*Available records:*

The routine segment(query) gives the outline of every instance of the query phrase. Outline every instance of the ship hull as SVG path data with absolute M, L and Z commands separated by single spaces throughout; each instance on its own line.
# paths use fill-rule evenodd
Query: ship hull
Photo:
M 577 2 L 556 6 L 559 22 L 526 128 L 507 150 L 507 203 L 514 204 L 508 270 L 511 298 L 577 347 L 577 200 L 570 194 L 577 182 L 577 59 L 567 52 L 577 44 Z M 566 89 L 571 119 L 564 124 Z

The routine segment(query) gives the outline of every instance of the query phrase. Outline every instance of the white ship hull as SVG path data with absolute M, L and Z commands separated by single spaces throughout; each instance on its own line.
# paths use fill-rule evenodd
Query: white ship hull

---

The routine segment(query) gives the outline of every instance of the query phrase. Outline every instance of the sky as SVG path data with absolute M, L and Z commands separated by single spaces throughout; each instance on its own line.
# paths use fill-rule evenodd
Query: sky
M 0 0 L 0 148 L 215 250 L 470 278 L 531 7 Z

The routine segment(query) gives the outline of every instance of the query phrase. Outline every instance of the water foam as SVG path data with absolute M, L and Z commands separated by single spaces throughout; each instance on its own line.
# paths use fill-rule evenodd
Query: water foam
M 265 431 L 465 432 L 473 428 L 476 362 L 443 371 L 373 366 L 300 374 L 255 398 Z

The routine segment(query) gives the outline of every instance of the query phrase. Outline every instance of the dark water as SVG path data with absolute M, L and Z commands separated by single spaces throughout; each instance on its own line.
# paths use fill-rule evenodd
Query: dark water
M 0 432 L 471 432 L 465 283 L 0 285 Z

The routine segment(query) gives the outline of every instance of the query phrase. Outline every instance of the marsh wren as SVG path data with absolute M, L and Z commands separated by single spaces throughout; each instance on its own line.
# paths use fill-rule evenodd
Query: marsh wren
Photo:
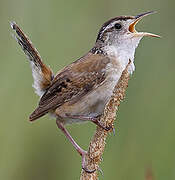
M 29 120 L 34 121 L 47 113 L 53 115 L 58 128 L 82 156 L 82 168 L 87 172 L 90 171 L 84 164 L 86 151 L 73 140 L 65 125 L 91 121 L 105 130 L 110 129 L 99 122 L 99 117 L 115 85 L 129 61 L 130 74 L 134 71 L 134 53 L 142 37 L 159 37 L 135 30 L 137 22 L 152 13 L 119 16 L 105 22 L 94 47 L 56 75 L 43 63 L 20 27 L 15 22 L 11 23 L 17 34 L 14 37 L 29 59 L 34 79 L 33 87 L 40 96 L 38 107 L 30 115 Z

* * *

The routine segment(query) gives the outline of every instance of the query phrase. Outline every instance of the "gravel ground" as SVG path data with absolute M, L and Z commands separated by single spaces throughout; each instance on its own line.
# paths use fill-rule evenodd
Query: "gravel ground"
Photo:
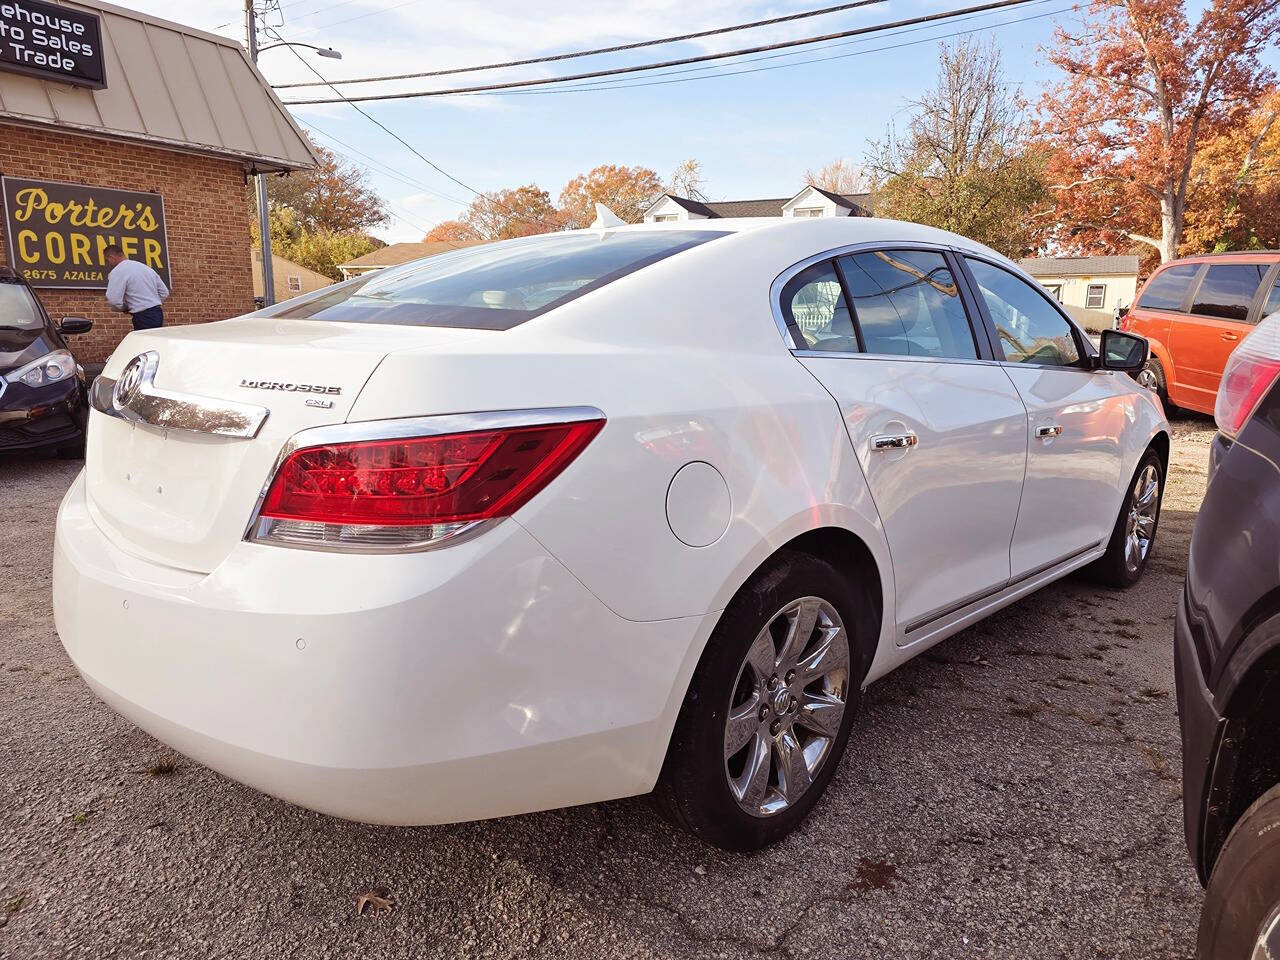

*Task to carry out:*
Search the listing above for the string "ship" and return each line it appears on.

*Solved exercise:*
The routine segment(query) gives the outline of every instance of the query phrase. Outline every instance of the ship hull as SVG path data with absolute M, L and Z commands separated by single spaces throughout; each instance on its own line.
Query: ship hull
The routine segment(query) gives the outline of every instance of the query phrase. Outline every instance of the white ship hull as SVG path data with absolute M, L and Z commands separated by single spaces throughout; each instance on its own line.
Query: white ship hull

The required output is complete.